*Your objective*:
Using the K-Means page below, answer:
1. What size of value is k generally given?
2. In the k-medoids algorithm, what is always true of a cluster's centroid?
3. What type of model does the K-Means operator return that kernel k-means does not?

*Text extract*:
K-Means (RapidMiner Studio Core)

Synopsis

This operator performs clustering using the k-means algorithm. Clustering is concerned with grouping objects together that are similar to each other and dissimilar to the objects belonging to other clusters. Clustering is a technique for extracting information from unlabelled data. k-means clustering is an exclusive clustering algorithm i.e. each object is assigned to precisely one of a set of clusters.

Description

This operator performs clustering using the k-means algorithm. k-means clustering is an exclusive clustering algorithm i.e. each object is assigned to precisely one of a set of clusters. Objects in one cluster are similar to each other. The similarity between objects is based on a measure of the distance between them.

Clustering is concerned with grouping together objects that are similar to each other and dissimilar to the objects belonging to other clusters. Clustering is a technique for extracting information from unlabeled data. Clustering can be very useful in many different scenarios e.g. in a marketing application we may be interested in finding clusters of customers with similar buying behavior.

Here is a simple explanation of how the k-means algorithm works. First of all we need to introduce the notion of the center of a cluster, generally called its centroid. Assuming that we are using Euclidean distance or something similar as a measure we can define the centroid of a cluster to be the point for which each attribute value is the average of the values of the corresponding attribute for all the points in the cluster. The centroid of a cluster will sometimes be one of the points in the cluster, but frequently it will be an imaginary point, not part of the cluster itself, which we can take as marking its center.

For this method of clustering we start by deciding how many clusters we would like to form from our data. We call this value k. The value of k is generally a small integer, such as 2, 3, 4 or 5, but may be larger.

We next select k points. These are treated as the centroids of k clusters, or to be more precise as the centroids of k potential clusters, which at present have no members. We can select these points in any way we wish, but the method may work better if we pick k initial points that are fairly far apart.We now assign each of the points one by one to the cluster which has the nearest centroid. When all the objects have been assigned we will have k clusters based on the original k centroids but the centroids will no longer be the true centroids of the clusters. Next we recalculate the centroids of the clusters, and then repeat the previous steps, assigning each object to the cluster with the nearest centroid etc. The entire algorithm can be summarized as

Choose a value of k. Select k objects in an arbitrary fashion. Use these as the initial set of k centroids. Assign each of the objects to the cluster for which it is nearest to the centroid. Recalculate the centroids of the k clusters. Repeat steps 3 and 4 until the centroids no longer move.

Differentiation

k-Medoids

In case of the k-medoids algorithm the centroid of a cluster will always be one of the points in the cluster. This is the major difference between the k-means and k-medoids algorithm. In k-means algorithm the centroid of a cluster will frequently be an imaginary point, not part of the cluster itself, which we can take as marking its center.

k-Means (Kernel)

Kernel k-means uses kernels to estimate distance between objects and clusters. Because of the nature of kernels it is necessary to sum over all elements of a cluster to calculate one distance. So this algorithm is quadratic in number of examples and does not return a Centroid Cluster Model (on the contrary the K-Means operator returns a Centroid Cluster Model).

*Records*:
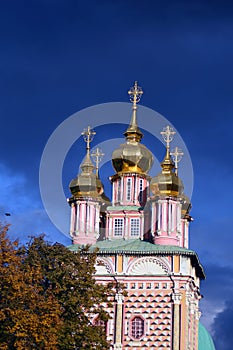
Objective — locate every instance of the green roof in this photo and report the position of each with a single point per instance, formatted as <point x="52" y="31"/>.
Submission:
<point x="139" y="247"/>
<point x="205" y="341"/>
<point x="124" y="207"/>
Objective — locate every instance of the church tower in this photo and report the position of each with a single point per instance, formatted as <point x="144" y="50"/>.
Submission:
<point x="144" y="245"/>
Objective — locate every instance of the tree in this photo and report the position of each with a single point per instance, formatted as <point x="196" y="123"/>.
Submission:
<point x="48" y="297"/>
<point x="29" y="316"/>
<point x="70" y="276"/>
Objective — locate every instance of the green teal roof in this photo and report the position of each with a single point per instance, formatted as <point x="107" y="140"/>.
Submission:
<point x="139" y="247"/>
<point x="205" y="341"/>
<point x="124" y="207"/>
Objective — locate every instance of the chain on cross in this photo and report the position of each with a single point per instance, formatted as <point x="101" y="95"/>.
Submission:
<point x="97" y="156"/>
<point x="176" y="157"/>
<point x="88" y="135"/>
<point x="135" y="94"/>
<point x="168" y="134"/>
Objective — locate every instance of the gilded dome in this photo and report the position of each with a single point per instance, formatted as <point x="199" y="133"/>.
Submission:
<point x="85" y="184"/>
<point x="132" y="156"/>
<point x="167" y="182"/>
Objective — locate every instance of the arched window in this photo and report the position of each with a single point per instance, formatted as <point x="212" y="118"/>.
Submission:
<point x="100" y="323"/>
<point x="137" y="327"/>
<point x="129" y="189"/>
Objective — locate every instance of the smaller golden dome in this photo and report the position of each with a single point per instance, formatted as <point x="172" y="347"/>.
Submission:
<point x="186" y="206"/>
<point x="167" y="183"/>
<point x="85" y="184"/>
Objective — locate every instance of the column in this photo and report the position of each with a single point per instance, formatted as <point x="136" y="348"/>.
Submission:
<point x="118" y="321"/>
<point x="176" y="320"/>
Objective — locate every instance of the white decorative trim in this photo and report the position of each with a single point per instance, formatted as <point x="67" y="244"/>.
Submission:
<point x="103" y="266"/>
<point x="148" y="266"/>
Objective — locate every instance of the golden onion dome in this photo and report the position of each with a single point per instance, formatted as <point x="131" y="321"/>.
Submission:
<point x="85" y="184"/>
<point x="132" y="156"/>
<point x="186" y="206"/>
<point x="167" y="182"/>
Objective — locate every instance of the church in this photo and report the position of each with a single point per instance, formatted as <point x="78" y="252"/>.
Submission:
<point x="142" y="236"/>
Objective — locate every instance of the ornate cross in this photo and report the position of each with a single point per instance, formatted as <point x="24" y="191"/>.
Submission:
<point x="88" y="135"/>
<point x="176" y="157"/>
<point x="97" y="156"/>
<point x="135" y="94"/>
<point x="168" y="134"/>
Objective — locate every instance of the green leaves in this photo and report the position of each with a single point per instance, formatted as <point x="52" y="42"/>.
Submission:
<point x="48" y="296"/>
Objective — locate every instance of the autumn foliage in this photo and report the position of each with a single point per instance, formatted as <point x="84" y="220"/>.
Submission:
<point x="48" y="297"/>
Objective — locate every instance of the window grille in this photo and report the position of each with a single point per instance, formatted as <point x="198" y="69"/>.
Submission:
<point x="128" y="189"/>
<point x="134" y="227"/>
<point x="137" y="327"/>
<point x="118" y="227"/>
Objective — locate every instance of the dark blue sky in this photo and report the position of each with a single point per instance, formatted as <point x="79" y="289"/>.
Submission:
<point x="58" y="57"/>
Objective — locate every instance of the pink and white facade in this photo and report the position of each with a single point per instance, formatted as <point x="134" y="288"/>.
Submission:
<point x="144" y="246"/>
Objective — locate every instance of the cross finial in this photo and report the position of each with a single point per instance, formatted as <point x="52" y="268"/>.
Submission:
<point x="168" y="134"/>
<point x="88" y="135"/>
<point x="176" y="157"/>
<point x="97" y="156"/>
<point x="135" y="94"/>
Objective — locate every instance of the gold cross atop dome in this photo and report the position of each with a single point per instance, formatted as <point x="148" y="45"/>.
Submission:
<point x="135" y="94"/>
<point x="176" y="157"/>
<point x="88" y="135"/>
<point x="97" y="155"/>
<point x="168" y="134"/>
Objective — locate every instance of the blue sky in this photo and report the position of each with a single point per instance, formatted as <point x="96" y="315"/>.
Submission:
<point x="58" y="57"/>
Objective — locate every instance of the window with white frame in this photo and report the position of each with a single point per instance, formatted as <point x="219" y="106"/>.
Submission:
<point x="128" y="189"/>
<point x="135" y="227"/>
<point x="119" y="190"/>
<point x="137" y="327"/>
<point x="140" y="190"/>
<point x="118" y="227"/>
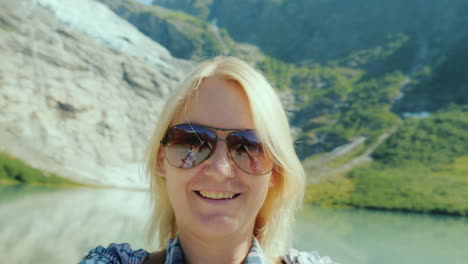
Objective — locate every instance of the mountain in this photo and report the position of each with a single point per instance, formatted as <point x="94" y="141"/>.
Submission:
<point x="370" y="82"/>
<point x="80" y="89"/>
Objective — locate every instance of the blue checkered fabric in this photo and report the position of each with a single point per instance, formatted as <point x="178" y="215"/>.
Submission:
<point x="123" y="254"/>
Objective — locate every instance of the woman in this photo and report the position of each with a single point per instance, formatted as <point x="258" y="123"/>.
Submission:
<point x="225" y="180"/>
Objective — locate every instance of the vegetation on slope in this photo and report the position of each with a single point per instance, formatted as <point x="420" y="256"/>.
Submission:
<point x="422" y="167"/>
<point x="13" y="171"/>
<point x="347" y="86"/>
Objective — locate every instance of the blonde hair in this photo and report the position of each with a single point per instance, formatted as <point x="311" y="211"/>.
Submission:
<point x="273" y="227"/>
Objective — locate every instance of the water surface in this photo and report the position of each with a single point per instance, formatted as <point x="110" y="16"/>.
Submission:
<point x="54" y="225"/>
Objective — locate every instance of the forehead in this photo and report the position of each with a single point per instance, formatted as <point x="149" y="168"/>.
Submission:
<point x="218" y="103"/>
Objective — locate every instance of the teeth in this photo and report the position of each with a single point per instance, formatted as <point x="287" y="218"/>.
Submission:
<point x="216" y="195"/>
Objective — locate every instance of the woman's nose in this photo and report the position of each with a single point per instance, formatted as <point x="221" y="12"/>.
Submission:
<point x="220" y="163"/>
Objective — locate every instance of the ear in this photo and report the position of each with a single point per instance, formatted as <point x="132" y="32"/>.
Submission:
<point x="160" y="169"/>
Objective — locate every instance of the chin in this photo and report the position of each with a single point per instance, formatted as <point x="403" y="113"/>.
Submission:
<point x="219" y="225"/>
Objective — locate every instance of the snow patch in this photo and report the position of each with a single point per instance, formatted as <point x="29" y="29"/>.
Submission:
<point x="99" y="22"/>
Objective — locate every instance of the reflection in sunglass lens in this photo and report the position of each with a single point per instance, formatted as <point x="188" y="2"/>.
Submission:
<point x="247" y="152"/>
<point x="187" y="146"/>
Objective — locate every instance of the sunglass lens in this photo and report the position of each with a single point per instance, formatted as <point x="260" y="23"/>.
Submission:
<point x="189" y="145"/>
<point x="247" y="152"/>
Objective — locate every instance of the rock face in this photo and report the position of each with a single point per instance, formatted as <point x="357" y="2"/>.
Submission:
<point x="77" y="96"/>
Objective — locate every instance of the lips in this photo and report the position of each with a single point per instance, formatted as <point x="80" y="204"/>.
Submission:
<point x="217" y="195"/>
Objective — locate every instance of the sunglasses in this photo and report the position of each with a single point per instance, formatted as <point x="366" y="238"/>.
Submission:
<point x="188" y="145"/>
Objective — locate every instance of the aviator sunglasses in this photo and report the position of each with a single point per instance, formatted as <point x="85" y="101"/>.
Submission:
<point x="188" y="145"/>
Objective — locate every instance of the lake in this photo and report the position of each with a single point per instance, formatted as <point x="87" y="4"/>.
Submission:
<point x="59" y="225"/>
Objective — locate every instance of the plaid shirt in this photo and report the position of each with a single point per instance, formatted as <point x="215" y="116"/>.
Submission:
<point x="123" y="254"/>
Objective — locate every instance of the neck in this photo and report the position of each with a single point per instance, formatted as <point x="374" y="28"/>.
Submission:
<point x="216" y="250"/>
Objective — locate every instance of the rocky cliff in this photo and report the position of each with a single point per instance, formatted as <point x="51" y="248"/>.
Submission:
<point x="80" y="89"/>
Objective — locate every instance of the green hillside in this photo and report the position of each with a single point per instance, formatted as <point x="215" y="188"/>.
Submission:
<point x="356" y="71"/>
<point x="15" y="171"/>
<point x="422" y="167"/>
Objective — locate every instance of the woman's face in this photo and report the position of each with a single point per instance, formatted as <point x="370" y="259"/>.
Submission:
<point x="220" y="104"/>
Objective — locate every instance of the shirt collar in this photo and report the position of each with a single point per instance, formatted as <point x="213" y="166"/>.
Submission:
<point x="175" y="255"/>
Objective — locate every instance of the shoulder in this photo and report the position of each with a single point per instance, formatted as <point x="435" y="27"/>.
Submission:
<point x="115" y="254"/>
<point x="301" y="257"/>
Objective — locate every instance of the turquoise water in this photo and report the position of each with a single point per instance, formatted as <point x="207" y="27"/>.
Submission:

*Task solution*:
1. A small integer, such as 2, 3, 4 or 5, though it may be larger.
2. It is always one of the points in the cluster.
3. A Centroid Cluster Model.